Copy the mailing-list reply about XMP parsing options word for word.

### Supplied passage:
Start
RE: [DISCUSS] options for XMP parsing?

Posted by "Allison, Timothy B." <ta...@mitre.org>.
Hi Ray,
  Got it.  Thank you.

That'd be great.  In follow up discussion with PDFBox devs, they mentioned that it is not a design feature/restriction on XMPBox that it doesn't handle non PDF/A files...only a matter of patching and building out their current code base.   The downside is there's quite a bit to do, the upside is that it is a living code base.

I'll experiment with Adobe's xmp-core.  If you have any pointers/examples, let me know...I'll be starting with: https://indisnip.wordpress.com/2010/08/17/extract-metadata-with-adobe-xmp-part-2/. You've been happy with it at Alfresco?
End
### Supplied records:
Start
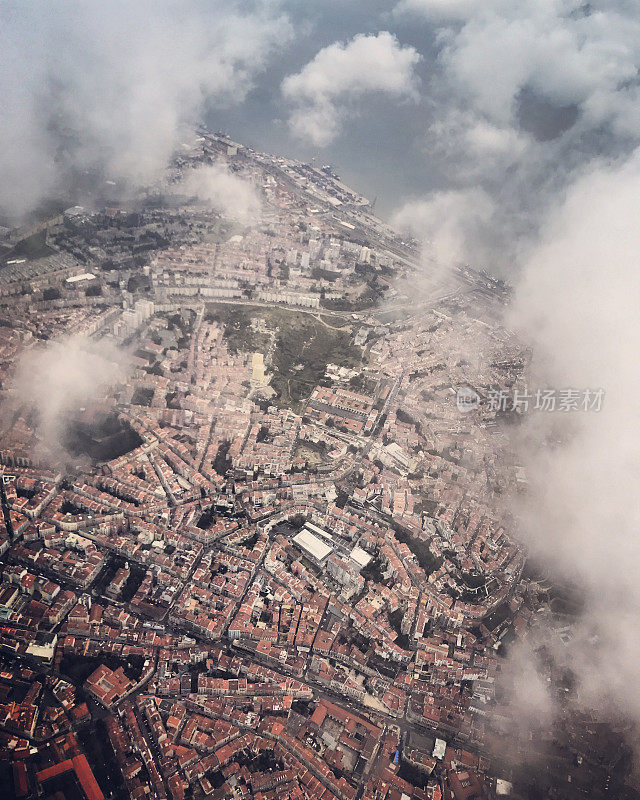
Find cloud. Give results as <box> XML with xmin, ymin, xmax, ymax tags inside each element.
<box><xmin>392</xmin><ymin>189</ymin><xmax>494</xmax><ymax>268</ymax></box>
<box><xmin>395</xmin><ymin>0</ymin><xmax>483</xmax><ymax>22</ymax></box>
<box><xmin>0</xmin><ymin>0</ymin><xmax>292</xmax><ymax>219</ymax></box>
<box><xmin>510</xmin><ymin>149</ymin><xmax>640</xmax><ymax>723</ymax></box>
<box><xmin>396</xmin><ymin>0</ymin><xmax>640</xmax><ymax>272</ymax></box>
<box><xmin>9</xmin><ymin>336</ymin><xmax>128</xmax><ymax>455</ymax></box>
<box><xmin>282</xmin><ymin>31</ymin><xmax>420</xmax><ymax>146</ymax></box>
<box><xmin>175</xmin><ymin>164</ymin><xmax>261</xmax><ymax>222</ymax></box>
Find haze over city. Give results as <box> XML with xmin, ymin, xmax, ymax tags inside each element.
<box><xmin>0</xmin><ymin>0</ymin><xmax>640</xmax><ymax>800</ymax></box>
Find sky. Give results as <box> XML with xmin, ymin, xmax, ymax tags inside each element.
<box><xmin>0</xmin><ymin>0</ymin><xmax>640</xmax><ymax>756</ymax></box>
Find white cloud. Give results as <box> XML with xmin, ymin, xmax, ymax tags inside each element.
<box><xmin>282</xmin><ymin>31</ymin><xmax>420</xmax><ymax>146</ymax></box>
<box><xmin>388</xmin><ymin>0</ymin><xmax>640</xmax><ymax>272</ymax></box>
<box><xmin>0</xmin><ymin>0</ymin><xmax>292</xmax><ymax>219</ymax></box>
<box><xmin>396</xmin><ymin>0</ymin><xmax>483</xmax><ymax>22</ymax></box>
<box><xmin>392</xmin><ymin>189</ymin><xmax>494</xmax><ymax>267</ymax></box>
<box><xmin>175</xmin><ymin>164</ymin><xmax>260</xmax><ymax>222</ymax></box>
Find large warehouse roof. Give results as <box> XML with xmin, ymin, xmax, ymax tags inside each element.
End
### Result of this task:
RE: [DISCUSS] options for XMP parsing?

Posted by "Allison, Timothy B." <ta...@mitre.org>.
Hi Ray,
  Got it.  Thank you.

That'd be great.  In follow up discussion with PDFBox devs, they mentioned that it is not a design feature/restriction on XMPBox that it doesn't handle non PDF/A files...only a matter of patching and building out their current code base.   The downside is there's quite a bit to do, the upside is that it is a living code base.

I'll experiment with Adobe's xmp-core.  If you have any pointers/examples, let me know...I'll be starting with: https://indisnip.wordpress.com/2010/08/17/extract-metadata-with-adobe-xmp-part-2/. You've been happy with it at Alfresco?